§ **Stated problem**:
Render the stretch of the listing below from the line containing "the pot interior" through the line containing "[(97, 289)]" as a JSON list of strings, one string per line, with blank lines omitted.
## Start Data excerpts
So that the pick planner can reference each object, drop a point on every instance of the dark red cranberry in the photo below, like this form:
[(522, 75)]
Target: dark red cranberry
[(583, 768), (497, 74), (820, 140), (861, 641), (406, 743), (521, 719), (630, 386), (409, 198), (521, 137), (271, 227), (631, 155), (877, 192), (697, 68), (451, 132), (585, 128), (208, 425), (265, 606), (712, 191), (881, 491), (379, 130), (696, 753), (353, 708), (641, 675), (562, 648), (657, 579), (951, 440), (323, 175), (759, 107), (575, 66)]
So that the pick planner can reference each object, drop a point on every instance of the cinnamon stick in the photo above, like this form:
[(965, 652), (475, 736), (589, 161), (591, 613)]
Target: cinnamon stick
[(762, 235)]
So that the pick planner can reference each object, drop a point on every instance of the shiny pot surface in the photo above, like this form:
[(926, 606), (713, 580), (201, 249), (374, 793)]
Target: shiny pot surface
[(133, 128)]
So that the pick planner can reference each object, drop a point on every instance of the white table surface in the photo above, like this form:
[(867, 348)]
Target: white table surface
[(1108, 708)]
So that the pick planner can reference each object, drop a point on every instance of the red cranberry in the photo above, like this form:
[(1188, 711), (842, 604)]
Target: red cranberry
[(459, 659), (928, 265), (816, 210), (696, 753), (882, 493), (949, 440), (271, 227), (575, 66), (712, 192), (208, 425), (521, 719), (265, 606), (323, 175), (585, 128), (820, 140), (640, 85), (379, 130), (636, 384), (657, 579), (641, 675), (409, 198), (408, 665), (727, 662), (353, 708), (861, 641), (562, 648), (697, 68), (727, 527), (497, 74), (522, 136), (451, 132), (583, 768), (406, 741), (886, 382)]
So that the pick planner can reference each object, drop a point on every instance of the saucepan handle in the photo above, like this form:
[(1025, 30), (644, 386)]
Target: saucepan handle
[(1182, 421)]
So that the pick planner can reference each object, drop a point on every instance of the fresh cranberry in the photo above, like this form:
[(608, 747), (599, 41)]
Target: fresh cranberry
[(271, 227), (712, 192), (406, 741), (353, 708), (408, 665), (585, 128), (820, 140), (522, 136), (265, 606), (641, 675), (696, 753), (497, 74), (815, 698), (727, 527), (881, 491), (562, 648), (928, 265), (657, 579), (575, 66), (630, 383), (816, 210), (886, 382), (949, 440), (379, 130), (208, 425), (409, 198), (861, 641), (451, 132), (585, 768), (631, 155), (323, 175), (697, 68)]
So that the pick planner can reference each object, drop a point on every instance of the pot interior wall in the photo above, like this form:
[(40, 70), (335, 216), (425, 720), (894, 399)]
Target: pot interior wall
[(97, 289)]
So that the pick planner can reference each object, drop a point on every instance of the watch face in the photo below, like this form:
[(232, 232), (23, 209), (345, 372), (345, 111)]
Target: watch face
## End Data excerpts
§ **Task solution**:
[
  "So that the pick planner can reference each object, drop a point on every instance of the pot interior wall in the photo above, like this form:",
  "[(40, 70), (335, 216), (425, 720), (894, 399)]",
  "Target: pot interior wall",
  "[(97, 289)]"
]